- Goal of the exercise
Quote the lines from the line holding "of the fluorescent" to the very end of the listing, exactly, and no others.

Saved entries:
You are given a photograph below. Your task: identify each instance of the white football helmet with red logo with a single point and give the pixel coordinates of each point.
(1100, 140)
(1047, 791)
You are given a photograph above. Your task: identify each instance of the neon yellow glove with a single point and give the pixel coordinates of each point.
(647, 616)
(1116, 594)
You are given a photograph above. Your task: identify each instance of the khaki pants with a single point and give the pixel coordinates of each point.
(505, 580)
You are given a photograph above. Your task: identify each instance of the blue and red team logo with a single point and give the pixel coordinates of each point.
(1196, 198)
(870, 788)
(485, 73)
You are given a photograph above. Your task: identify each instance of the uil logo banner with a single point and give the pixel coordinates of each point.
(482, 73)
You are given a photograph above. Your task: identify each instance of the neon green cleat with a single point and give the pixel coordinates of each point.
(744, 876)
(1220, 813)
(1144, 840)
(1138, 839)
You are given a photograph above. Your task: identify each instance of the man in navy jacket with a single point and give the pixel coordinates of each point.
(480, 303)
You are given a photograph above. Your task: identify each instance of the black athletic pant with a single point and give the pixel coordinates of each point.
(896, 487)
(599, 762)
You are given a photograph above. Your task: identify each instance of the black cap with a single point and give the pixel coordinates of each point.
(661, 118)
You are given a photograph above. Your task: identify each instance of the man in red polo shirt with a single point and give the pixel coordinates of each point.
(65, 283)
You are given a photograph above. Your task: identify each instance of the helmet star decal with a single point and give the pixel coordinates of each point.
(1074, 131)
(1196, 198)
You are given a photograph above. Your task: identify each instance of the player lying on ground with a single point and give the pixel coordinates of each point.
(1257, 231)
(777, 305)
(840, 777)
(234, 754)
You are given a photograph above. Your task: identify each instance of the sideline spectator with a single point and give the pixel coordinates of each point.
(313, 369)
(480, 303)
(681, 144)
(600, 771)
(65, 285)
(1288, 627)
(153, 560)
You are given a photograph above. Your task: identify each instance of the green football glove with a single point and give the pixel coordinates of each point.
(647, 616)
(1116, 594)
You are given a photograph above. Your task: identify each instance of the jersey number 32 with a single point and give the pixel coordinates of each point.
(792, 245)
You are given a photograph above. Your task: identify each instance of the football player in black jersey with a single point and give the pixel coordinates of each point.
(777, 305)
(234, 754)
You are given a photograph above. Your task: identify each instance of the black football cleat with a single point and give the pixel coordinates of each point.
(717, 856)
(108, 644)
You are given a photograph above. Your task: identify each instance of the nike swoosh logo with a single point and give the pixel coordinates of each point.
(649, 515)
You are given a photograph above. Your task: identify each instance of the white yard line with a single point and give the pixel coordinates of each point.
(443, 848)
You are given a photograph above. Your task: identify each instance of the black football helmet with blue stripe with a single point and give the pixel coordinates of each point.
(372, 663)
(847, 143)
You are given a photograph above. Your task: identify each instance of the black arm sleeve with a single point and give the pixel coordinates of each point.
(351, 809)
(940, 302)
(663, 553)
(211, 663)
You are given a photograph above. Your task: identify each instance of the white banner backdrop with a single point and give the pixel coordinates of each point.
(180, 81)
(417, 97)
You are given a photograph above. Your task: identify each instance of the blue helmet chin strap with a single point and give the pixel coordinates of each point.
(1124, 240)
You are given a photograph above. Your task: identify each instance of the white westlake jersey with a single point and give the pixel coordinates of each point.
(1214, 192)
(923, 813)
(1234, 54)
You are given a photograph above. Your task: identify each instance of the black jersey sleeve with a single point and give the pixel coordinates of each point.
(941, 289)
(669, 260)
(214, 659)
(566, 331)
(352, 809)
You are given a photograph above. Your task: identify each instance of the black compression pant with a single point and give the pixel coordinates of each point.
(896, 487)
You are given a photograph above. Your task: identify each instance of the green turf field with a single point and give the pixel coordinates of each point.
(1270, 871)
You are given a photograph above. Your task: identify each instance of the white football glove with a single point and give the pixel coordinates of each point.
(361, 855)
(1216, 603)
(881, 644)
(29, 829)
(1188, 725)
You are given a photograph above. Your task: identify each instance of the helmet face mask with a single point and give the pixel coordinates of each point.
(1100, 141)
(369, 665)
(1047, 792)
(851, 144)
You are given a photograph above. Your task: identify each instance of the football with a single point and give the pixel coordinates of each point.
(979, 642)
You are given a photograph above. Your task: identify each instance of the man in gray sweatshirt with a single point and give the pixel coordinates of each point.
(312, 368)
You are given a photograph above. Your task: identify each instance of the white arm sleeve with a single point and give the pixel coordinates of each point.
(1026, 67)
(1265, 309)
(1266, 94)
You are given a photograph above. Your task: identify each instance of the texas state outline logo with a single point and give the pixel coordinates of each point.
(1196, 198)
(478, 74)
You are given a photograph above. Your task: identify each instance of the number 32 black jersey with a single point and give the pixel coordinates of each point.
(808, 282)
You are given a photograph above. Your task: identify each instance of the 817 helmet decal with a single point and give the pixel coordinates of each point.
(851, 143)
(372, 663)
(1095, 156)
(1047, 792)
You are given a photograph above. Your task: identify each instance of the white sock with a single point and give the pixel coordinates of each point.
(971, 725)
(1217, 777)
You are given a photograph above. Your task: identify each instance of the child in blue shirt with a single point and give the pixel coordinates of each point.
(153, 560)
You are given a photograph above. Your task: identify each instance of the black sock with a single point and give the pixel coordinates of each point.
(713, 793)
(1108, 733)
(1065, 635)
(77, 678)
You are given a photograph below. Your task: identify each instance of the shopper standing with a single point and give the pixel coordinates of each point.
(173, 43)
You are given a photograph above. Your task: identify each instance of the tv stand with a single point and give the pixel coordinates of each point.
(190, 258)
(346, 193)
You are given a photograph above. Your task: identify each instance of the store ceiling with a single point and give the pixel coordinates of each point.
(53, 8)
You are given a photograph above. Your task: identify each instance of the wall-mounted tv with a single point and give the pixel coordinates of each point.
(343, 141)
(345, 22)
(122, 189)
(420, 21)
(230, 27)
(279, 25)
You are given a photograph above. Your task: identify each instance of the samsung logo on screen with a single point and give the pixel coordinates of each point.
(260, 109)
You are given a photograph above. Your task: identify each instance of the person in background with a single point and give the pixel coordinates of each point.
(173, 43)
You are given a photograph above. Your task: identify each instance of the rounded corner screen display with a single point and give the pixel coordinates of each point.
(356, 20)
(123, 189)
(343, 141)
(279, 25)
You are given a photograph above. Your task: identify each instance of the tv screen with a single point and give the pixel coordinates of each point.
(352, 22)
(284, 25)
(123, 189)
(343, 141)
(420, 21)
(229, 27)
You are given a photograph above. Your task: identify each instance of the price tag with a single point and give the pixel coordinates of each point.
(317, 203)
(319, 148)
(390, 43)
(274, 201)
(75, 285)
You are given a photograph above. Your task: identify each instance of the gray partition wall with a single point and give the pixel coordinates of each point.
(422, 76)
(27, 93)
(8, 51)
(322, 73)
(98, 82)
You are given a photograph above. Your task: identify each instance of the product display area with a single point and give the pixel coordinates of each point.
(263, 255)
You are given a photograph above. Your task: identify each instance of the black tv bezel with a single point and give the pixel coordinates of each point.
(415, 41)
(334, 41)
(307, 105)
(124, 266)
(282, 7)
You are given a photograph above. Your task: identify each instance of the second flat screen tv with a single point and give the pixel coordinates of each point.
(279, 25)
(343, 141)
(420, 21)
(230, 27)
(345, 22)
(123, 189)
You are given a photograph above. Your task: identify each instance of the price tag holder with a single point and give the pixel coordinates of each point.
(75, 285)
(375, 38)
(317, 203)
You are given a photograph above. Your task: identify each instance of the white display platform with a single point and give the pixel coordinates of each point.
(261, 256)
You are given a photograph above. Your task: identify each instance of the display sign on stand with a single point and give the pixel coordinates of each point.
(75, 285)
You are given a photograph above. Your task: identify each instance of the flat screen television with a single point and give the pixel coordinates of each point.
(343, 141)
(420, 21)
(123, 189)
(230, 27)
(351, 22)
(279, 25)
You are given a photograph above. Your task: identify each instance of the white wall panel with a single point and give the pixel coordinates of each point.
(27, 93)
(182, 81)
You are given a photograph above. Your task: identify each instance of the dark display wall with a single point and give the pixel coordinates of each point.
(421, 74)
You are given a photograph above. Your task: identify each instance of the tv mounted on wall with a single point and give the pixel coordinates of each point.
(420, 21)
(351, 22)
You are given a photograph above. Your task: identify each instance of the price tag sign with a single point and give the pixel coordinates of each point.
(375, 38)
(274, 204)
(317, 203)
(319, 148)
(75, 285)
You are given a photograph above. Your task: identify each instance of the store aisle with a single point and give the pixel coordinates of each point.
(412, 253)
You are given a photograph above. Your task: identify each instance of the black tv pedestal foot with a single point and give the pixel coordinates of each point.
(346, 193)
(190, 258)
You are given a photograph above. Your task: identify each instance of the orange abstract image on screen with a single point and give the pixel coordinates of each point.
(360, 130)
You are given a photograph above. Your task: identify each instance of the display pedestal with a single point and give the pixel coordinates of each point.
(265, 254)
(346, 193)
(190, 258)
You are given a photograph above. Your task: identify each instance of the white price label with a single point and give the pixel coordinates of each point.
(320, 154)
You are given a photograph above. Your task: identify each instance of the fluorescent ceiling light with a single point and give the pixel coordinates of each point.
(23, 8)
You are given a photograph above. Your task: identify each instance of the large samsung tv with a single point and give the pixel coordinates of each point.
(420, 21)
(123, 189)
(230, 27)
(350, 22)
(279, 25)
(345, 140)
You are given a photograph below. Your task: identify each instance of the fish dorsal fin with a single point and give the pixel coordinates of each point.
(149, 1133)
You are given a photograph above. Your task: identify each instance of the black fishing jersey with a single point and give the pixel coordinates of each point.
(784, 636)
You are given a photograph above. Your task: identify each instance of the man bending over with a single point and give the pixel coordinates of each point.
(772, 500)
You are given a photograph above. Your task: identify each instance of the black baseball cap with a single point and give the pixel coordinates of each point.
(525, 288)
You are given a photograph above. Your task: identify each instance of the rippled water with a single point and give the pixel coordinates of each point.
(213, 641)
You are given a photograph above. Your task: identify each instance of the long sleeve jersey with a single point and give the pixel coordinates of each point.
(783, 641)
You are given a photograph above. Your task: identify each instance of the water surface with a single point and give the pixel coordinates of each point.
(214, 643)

- Answer to this exercise
You are given a photograph above. Your task: identify each instance of the fluorescent ceiling light with a single point and give the pixel coordinates of each point.
(23, 8)
You are given a photograph above. Your task: identify each instance of the large samsung tv with a single point and give the pixel coordinates of each point.
(420, 21)
(123, 189)
(230, 27)
(350, 22)
(279, 25)
(345, 140)
You are given a photograph below. Your task: identify each instance of the fish dorsal fin with a single point and give the pixel coordinates of each point.
(149, 1133)
You are given a photograph above. Your task: identify each instance of the black fishing jersey with a single point and give the pixel coordinates of each point.
(784, 636)
You are given a photograph above. Your task: identify each instance of the man bending over with a single point and give the pixel coordinates of each point.
(772, 500)
You are given a photograph above. Your task: identify each instance of the black baseball cap with a single point and give the pixel coordinates of each point.
(525, 288)
You are given a photograph above. Your task: identify each instance of the rippled water with a single point and give the pixel coordinates of each point.
(213, 641)
You are given a photograph above. Your task: identify each instance of the long sleeve jersey with a single point and give the pixel coordinates of each point.
(783, 641)
You are given a photograph above. Your task: identify each instance of the water surface with a single point and give the pixel coordinates of each point.
(214, 643)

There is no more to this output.